=== Section Start ===
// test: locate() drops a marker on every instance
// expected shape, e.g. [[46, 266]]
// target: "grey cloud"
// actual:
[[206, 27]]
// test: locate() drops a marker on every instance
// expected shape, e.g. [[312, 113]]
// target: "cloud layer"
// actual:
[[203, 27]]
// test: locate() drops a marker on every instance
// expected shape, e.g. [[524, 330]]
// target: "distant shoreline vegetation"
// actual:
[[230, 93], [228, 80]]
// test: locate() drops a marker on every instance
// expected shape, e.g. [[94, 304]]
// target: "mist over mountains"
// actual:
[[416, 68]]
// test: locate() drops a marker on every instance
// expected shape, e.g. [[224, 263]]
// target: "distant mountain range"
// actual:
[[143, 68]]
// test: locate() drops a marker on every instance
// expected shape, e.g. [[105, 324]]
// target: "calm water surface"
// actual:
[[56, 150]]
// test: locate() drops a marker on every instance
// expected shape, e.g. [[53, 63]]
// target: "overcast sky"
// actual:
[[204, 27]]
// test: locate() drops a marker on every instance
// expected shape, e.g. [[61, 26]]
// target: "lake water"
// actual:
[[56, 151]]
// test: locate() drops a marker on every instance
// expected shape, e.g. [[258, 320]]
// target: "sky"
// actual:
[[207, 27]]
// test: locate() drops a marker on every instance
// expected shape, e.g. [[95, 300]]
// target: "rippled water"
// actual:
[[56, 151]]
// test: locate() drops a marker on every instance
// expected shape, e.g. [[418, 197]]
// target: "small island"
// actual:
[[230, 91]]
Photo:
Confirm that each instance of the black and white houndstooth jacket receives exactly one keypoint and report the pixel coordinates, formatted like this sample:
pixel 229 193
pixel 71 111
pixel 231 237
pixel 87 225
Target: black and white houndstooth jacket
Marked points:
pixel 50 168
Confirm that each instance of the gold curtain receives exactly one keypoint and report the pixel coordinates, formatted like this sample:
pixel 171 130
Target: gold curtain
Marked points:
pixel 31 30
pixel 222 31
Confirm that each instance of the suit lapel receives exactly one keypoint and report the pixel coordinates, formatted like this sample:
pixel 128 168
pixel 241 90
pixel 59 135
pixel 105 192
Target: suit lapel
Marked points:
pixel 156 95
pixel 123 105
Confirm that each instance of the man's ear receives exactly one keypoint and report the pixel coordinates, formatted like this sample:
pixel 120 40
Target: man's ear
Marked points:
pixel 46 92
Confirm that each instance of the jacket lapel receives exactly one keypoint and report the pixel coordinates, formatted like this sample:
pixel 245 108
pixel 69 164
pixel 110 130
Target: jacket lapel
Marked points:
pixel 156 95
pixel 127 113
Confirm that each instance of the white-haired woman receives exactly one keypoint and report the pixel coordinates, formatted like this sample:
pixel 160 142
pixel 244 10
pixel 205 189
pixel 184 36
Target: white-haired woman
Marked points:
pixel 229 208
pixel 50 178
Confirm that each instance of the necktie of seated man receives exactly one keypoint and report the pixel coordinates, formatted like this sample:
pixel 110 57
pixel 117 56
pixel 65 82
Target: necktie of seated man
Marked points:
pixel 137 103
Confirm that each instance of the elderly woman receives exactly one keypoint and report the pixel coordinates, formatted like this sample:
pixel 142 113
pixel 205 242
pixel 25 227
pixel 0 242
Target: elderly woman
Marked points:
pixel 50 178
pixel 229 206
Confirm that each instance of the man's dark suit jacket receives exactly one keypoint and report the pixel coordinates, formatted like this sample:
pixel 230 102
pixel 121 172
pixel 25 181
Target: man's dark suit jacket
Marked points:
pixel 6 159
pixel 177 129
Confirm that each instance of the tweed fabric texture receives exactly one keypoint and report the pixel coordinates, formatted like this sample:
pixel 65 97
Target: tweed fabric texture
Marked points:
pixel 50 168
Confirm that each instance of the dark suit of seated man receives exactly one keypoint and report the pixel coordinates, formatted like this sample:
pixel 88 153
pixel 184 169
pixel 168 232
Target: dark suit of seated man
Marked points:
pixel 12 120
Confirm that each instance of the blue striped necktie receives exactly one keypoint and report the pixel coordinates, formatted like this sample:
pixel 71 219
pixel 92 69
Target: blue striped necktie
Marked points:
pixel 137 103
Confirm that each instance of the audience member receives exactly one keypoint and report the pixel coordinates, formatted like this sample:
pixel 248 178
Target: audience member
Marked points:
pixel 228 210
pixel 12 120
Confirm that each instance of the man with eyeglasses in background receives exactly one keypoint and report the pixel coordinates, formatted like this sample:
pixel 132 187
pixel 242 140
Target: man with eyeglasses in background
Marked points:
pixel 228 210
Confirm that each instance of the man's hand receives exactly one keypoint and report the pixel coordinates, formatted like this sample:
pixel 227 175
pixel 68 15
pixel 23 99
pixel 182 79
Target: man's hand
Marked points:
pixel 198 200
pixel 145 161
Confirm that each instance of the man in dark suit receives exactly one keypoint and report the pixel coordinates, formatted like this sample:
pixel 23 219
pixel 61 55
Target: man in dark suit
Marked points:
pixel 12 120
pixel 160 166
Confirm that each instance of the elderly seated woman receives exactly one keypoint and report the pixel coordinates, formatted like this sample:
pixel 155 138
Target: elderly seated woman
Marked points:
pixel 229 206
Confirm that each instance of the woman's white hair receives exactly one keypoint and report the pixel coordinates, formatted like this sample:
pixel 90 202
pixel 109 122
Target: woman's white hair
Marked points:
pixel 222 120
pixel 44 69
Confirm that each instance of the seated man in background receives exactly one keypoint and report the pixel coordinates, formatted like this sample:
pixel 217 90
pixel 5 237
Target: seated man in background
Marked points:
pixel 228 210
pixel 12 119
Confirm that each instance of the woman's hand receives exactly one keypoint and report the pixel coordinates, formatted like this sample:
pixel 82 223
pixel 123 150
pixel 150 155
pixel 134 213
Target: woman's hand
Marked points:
=== Section End ===
> Exercise details: Copy out the entire listing exactly.

> Response to the task:
// test: locate() drops a marker on every instance
// expected shape, e.g. [[46, 266]]
// target: "grey cloud"
// actual:
[[206, 27]]
// test: locate() drops a marker on every instance
// expected shape, e.g. [[312, 113]]
// target: "cloud layer"
// actual:
[[203, 27]]
// test: locate() drops a marker on every instance
// expected shape, e.g. [[524, 330]]
// target: "distant shoreline vegetation"
// actual:
[[230, 93], [228, 80]]
// test: locate() drops a marker on every instance
// expected shape, e.g. [[94, 304]]
// target: "mist over mountains"
// actual:
[[416, 68]]
// test: locate() drops a marker on every instance
// expected shape, e.g. [[224, 263]]
// target: "distant mountain range"
// actual:
[[143, 68]]
// test: locate() drops a marker on every instance
// expected shape, e.g. [[105, 324]]
// target: "calm water surface"
// actual:
[[56, 150]]
// test: locate() drops a marker on every instance
// expected shape, e.g. [[53, 63]]
// target: "overcast sky"
// actual:
[[204, 27]]
// test: locate() drops a marker on every instance
// expected shape, e.g. [[61, 26]]
// target: "lake water"
// actual:
[[56, 151]]
// test: locate() drops a marker on every instance
// expected shape, e.g. [[258, 320]]
// target: "sky"
// actual:
[[207, 27]]
// test: locate() drops a marker on every instance
// expected shape, e.g. [[95, 300]]
// target: "rippled water"
// actual:
[[56, 151]]
// test: locate() drops a marker on every instance
// expected shape, e.g. [[418, 197]]
// target: "small island"
// actual:
[[230, 91]]
Photo:
Confirm that each instance of the black and white houndstooth jacket receives exactly one keypoint and report the pixel coordinates, formatted like this sample:
pixel 229 193
pixel 71 111
pixel 231 237
pixel 87 225
Target: black and white houndstooth jacket
Marked points:
pixel 50 168
Confirm that each instance of the gold curtain receives exactly one keypoint and report the pixel coordinates, formatted like this sample:
pixel 171 130
Target: gold curtain
Marked points:
pixel 31 30
pixel 222 31
Confirm that each instance of the suit lapel receives exactly one keypoint and report the pixel coordinates, formatted like this sample:
pixel 128 168
pixel 241 90
pixel 59 135
pixel 105 192
Target: suit lapel
Marked points:
pixel 156 95
pixel 123 105
Confirm that each instance of the man's ear receives exactly one keypoint and report the pixel coordinates, formatted like this sample:
pixel 120 40
Target: man's ear
Marked points:
pixel 46 92
Confirm that each instance of the jacket lapel receives exactly one keypoint and report the pixel coordinates, formatted like this sample:
pixel 245 108
pixel 69 164
pixel 110 130
Target: jacket lapel
Marked points:
pixel 156 95
pixel 127 113
Confirm that each instance of the white-haired woman receives exactly one keypoint and report the pixel coordinates, formatted like this sample:
pixel 160 142
pixel 244 10
pixel 205 189
pixel 184 36
Target: white-haired woman
Marked points:
pixel 229 208
pixel 50 178
Confirm that each instance of the necktie of seated man receives exactly one keypoint and report the pixel coordinates, formatted like this sample:
pixel 110 57
pixel 117 56
pixel 65 82
Target: necktie of seated man
Marked points:
pixel 137 103
Confirm that each instance of the elderly woman receives exactly one keypoint and report the pixel coordinates, formatted like this sample:
pixel 142 113
pixel 205 242
pixel 25 227
pixel 0 242
Target: elderly woman
Marked points:
pixel 50 178
pixel 229 206
Confirm that each instance of the man's dark suit jacket receives exactly one keypoint and report the pixel coordinates, formatted like this sample:
pixel 230 102
pixel 121 172
pixel 25 181
Target: man's dark suit jacket
Marked points:
pixel 6 159
pixel 177 129
Confirm that each instance of the tweed fabric texture receives exactly one keypoint and report the pixel coordinates, formatted like this sample:
pixel 65 97
Target: tweed fabric texture
Marked points:
pixel 50 168
Confirm that each instance of the dark suit of seated man receives exactly one keypoint and report the pixel coordinates, formatted like this sample:
pixel 88 153
pixel 184 169
pixel 168 232
Target: dark suit of seated man
Marked points:
pixel 12 120
Confirm that each instance of the blue striped necktie receives exactly one keypoint and report the pixel coordinates, formatted like this sample:
pixel 71 219
pixel 92 69
Target: blue striped necktie
Marked points:
pixel 137 103
Confirm that each instance of the audience member receives exactly one keypoint and report the pixel coordinates, formatted like this sample:
pixel 248 178
Target: audience member
Marked points:
pixel 228 210
pixel 12 120
Confirm that each instance of the man with eyeglasses in background receives exactly one keypoint and report the pixel coordinates, formatted like this sample:
pixel 132 187
pixel 242 140
Target: man with eyeglasses in background
Marked points:
pixel 228 210
Confirm that each instance of the man's hand receives exactly one keypoint and report the pixel coordinates, formatted like this sample:
pixel 227 175
pixel 68 15
pixel 23 99
pixel 182 79
Target: man's hand
Marked points:
pixel 198 200
pixel 145 161
Confirm that each instance of the man in dark suit receives exactly one keypoint and report the pixel coordinates, formatted like this sample:
pixel 23 219
pixel 61 55
Target: man in dark suit
Marked points:
pixel 12 120
pixel 160 166
Confirm that each instance of the elderly seated woman receives exactly one keypoint and report the pixel coordinates, formatted like this sample:
pixel 155 138
Target: elderly seated woman
Marked points:
pixel 229 206
Confirm that each instance of the woman's white hair receives exactly one keypoint and report the pixel coordinates, formatted like this sample:
pixel 90 202
pixel 109 122
Target: woman's white hair
Marked points:
pixel 222 120
pixel 44 69
Confirm that each instance of the seated man in background receives exactly one keypoint and report the pixel coordinates, formatted like this sample:
pixel 217 90
pixel 5 237
Target: seated man in background
Marked points:
pixel 228 210
pixel 12 119
Confirm that each instance of the woman's hand receives exactly one keypoint and report the pixel coordinates, formatted like this sample:
pixel 82 223
pixel 123 150
pixel 150 155
pixel 134 213
Target: woman's hand
Marked points:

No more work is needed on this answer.